Collected data entries:
begin
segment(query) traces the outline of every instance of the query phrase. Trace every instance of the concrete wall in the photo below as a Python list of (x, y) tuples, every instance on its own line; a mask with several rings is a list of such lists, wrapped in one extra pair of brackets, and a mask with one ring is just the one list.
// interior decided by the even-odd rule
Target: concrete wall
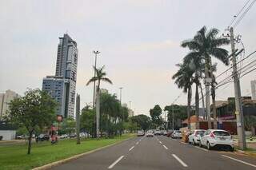
[(2, 136), (2, 140), (14, 140), (16, 136), (15, 130), (0, 130), (0, 136)]

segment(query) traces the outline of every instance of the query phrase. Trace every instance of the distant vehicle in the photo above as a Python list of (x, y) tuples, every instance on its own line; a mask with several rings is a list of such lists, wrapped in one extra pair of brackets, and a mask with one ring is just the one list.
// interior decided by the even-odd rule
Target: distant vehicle
[(137, 132), (137, 136), (143, 136), (145, 135), (144, 131), (138, 130)]
[(171, 134), (172, 138), (182, 138), (182, 132), (179, 130), (174, 130), (174, 132)]
[(35, 140), (38, 141), (48, 141), (50, 140), (50, 136), (46, 134), (40, 134), (36, 136)]
[(189, 136), (189, 144), (193, 144), (194, 145), (198, 144), (206, 130), (203, 129), (195, 129), (190, 133)]
[(161, 135), (161, 131), (160, 130), (156, 130), (154, 131), (154, 135)]
[(174, 131), (173, 130), (168, 130), (166, 136), (167, 137), (171, 137), (171, 135), (173, 134)]
[(163, 130), (163, 131), (162, 132), (162, 135), (166, 136), (166, 135), (167, 135), (167, 132), (166, 132), (166, 130)]
[(24, 140), (26, 138), (27, 138), (28, 136), (26, 136), (26, 135), (20, 135), (20, 136), (16, 136), (16, 140)]
[(146, 136), (147, 137), (154, 137), (154, 132), (152, 130), (149, 130), (146, 132)]
[(216, 148), (226, 148), (234, 151), (234, 141), (230, 133), (226, 130), (208, 129), (202, 136), (199, 146), (206, 146), (207, 149)]

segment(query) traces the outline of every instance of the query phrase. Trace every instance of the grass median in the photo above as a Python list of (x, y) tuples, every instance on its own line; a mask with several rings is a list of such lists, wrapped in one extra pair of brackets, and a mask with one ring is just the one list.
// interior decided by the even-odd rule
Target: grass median
[(42, 142), (33, 144), (30, 155), (26, 154), (26, 144), (0, 146), (0, 169), (31, 169), (134, 136), (134, 134), (125, 134), (113, 139), (82, 140), (81, 144), (76, 144), (75, 139), (62, 140), (53, 145), (50, 142)]

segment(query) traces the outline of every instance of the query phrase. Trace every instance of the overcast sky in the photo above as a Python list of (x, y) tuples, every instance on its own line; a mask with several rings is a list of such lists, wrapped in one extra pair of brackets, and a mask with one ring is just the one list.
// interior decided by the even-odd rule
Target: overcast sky
[[(93, 85), (86, 83), (93, 76), (92, 51), (99, 50), (98, 65), (106, 65), (114, 83), (102, 87), (118, 97), (118, 88), (123, 87), (122, 101), (130, 101), (136, 114), (149, 114), (155, 105), (170, 105), (182, 93), (171, 80), (175, 64), (187, 53), (181, 42), (193, 38), (203, 26), (224, 33), (246, 2), (2, 0), (0, 93), (11, 89), (23, 94), (26, 88), (41, 89), (42, 78), (55, 73), (58, 37), (67, 32), (78, 43), (77, 93), (82, 106), (92, 101)], [(242, 35), (246, 55), (256, 49), (255, 18), (253, 6), (234, 30)], [(218, 63), (217, 74), (226, 68)], [(253, 72), (242, 79), (242, 95), (250, 94), (250, 81), (255, 78)], [(233, 87), (218, 89), (217, 100), (233, 97)], [(186, 102), (186, 94), (177, 101)]]

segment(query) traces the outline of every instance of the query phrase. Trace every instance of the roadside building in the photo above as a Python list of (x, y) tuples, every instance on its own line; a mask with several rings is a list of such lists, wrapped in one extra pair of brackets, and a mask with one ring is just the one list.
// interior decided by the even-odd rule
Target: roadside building
[(2, 117), (8, 116), (10, 102), (18, 97), (18, 93), (10, 89), (5, 93), (0, 93), (0, 121), (2, 120)]

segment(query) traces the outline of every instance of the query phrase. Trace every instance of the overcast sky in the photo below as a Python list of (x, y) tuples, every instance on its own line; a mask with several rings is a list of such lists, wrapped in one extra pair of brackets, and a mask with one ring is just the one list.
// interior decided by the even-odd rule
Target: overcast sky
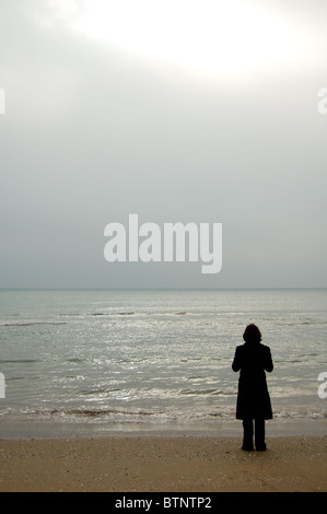
[[(326, 20), (325, 0), (0, 0), (0, 288), (327, 287)], [(222, 270), (107, 262), (129, 213), (222, 223)]]

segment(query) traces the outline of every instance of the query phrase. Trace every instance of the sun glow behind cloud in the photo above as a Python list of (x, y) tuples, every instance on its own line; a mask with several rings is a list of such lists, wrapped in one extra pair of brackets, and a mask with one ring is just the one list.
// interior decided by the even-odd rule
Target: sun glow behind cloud
[(84, 0), (73, 26), (135, 54), (218, 75), (269, 69), (299, 51), (290, 27), (246, 0)]

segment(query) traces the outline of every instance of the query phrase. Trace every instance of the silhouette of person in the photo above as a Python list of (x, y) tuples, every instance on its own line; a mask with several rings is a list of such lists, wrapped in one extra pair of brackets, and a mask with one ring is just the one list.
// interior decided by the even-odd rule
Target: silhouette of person
[(243, 334), (244, 344), (236, 347), (232, 364), (240, 372), (236, 419), (243, 420), (242, 449), (266, 449), (265, 420), (272, 419), (270, 396), (265, 370), (273, 370), (270, 348), (261, 344), (261, 332), (256, 325), (248, 325)]

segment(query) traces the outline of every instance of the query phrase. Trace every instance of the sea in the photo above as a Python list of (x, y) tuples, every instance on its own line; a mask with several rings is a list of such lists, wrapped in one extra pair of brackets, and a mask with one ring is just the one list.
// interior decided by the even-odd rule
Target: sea
[(240, 433), (249, 323), (275, 365), (267, 429), (327, 433), (326, 289), (1, 290), (0, 437)]

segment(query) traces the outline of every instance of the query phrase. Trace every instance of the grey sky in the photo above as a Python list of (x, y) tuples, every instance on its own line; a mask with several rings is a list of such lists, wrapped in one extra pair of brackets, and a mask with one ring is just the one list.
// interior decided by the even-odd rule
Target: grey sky
[[(159, 26), (140, 1), (133, 27), (145, 19), (145, 35), (127, 42), (78, 30), (87, 2), (1, 0), (0, 288), (327, 287), (327, 115), (317, 110), (327, 86), (327, 5), (261, 3), (277, 20), (270, 39), (247, 47), (254, 26), (238, 25), (235, 39), (222, 7), (218, 26), (226, 15), (233, 37), (210, 39), (209, 66), (215, 51), (222, 59), (224, 39), (225, 54), (234, 42), (235, 66), (221, 60), (203, 72), (177, 48), (187, 20), (188, 46), (206, 34), (206, 19), (197, 33), (187, 2), (176, 28)], [(128, 9), (125, 16), (130, 24)], [(164, 56), (155, 51), (165, 39), (153, 35), (151, 45), (160, 31), (171, 40)], [(108, 264), (104, 227), (127, 224), (129, 213), (140, 223), (223, 223), (222, 271)]]

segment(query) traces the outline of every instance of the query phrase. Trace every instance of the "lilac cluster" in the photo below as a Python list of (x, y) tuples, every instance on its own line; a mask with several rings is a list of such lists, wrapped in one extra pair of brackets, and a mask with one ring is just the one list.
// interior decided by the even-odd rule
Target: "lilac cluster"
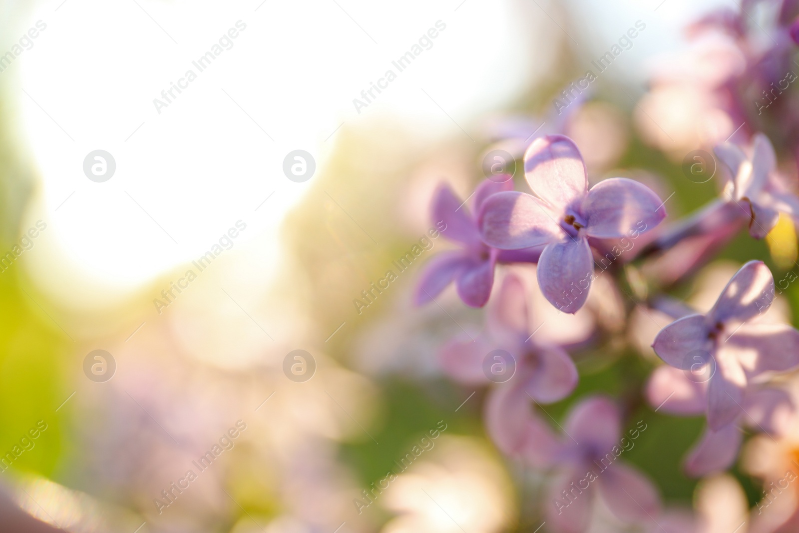
[[(689, 475), (729, 467), (741, 445), (741, 425), (776, 437), (786, 418), (799, 419), (779, 381), (799, 368), (799, 331), (766, 318), (776, 296), (762, 261), (741, 267), (706, 312), (658, 292), (703, 266), (712, 257), (708, 250), (743, 227), (762, 239), (780, 213), (799, 213), (799, 198), (785, 188), (765, 135), (755, 134), (749, 145), (721, 144), (715, 151), (729, 170), (719, 197), (669, 224), (661, 224), (664, 201), (638, 181), (610, 177), (589, 187), (578, 147), (558, 134), (536, 138), (524, 153), (532, 194), (512, 190), (512, 180), (503, 177), (477, 188), (471, 210), (446, 186), (435, 195), (433, 219), (446, 221), (443, 234), (460, 249), (430, 261), (416, 301), (431, 300), (455, 281), (465, 304), (487, 304), (484, 332), (449, 341), (442, 365), (461, 383), (491, 385), (487, 431), (503, 453), (547, 472), (551, 498), (543, 512), (552, 531), (586, 531), (597, 501), (622, 523), (648, 527), (670, 519), (656, 485), (618, 459), (629, 406), (604, 396), (581, 398), (559, 432), (544, 414), (543, 405), (569, 397), (578, 384), (570, 351), (599, 336), (563, 340), (561, 335), (557, 340), (549, 333), (569, 329), (570, 320), (586, 312), (602, 323), (602, 302), (590, 304), (592, 283), (600, 276), (609, 280), (602, 290), (622, 295), (627, 316), (641, 311), (676, 319), (648, 341), (666, 364), (653, 369), (642, 394), (653, 408), (706, 417), (705, 434), (686, 459)], [(633, 235), (643, 245), (625, 248), (623, 257), (610, 252)], [(699, 249), (691, 253), (692, 247)], [(602, 266), (611, 253), (618, 261)], [(677, 263), (674, 272), (658, 278), (664, 265)], [(532, 272), (537, 283), (528, 281)], [(492, 290), (495, 276), (501, 283)], [(536, 294), (543, 296), (538, 308)], [(554, 320), (536, 318), (547, 311), (541, 301), (556, 310)], [(502, 362), (512, 367), (507, 379), (491, 376), (497, 351), (507, 354)]]

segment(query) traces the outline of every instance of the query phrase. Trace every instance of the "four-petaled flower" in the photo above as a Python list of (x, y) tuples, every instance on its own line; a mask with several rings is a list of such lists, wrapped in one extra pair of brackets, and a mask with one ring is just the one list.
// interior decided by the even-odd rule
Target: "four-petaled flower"
[(707, 423), (718, 432), (743, 409), (750, 380), (799, 365), (799, 331), (787, 324), (746, 324), (774, 299), (774, 280), (762, 261), (738, 270), (706, 315), (683, 316), (664, 328), (652, 348), (667, 364), (684, 371), (710, 365)]
[(584, 531), (598, 494), (623, 522), (654, 519), (660, 509), (658, 491), (649, 479), (618, 459), (646, 430), (642, 420), (629, 436), (622, 436), (618, 408), (603, 396), (590, 396), (571, 409), (553, 460), (557, 474), (550, 485), (552, 503), (547, 507), (547, 521), (555, 524), (554, 531)]
[[(553, 305), (574, 313), (585, 303), (594, 277), (589, 237), (618, 239), (651, 229), (666, 217), (663, 202), (648, 187), (614, 177), (590, 190), (586, 165), (571, 139), (536, 139), (524, 154), (527, 183), (538, 197), (498, 193), (483, 202), (483, 240), (499, 249), (545, 245), (539, 259), (541, 291)], [(640, 231), (639, 231), (640, 233)]]
[[(513, 189), (511, 176), (501, 175), (481, 183), (471, 195), (476, 211), (485, 200), (502, 191)], [(468, 199), (467, 199), (468, 200)], [(441, 234), (463, 245), (460, 250), (443, 252), (425, 266), (416, 288), (417, 305), (429, 302), (455, 281), (458, 295), (467, 305), (483, 307), (488, 301), (494, 284), (494, 268), (503, 262), (535, 262), (540, 248), (530, 250), (499, 250), (483, 241), (465, 201), (461, 201), (447, 185), (439, 187), (433, 199), (432, 218), (443, 221)]]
end
**Problem description:**
Starting at the line that contains "of the silhouette" and stopping after the line that contains "290), (0, 437)]", update those lines so that "silhouette of person" reads "human silhouette", with everything else left unchanged.

**Task answer:**
segment(query) traces the outline of every instance of the query phrase. Trace every instance of the human silhouette in the photo above as a Python list of (x, y) tuples, every instance on its own line; a mask with several rings is a list of such lists, wrapped in one extra pair of brackets, and a mask with one ring is just the one list.
// interior decided by the even-odd rule
Target: human silhouette
[(243, 334), (244, 344), (236, 347), (232, 364), (240, 372), (236, 419), (243, 420), (242, 449), (266, 449), (265, 420), (272, 419), (270, 396), (265, 370), (273, 370), (270, 348), (261, 344), (261, 332), (256, 325), (248, 325)]

segment(query) traces the outline of every instance of the query phrase. Trace every instance of the sea in the photo above as a Python list of (x, y) tuples, every instance on its own line; a mask with several rings is a list of such lists, wrapped in one extra pair of brackets, and a mask with one ring is just the one list.
// interior decided by the even-odd rule
Target: sea
[(240, 433), (249, 323), (275, 365), (267, 429), (327, 433), (326, 289), (1, 290), (0, 437)]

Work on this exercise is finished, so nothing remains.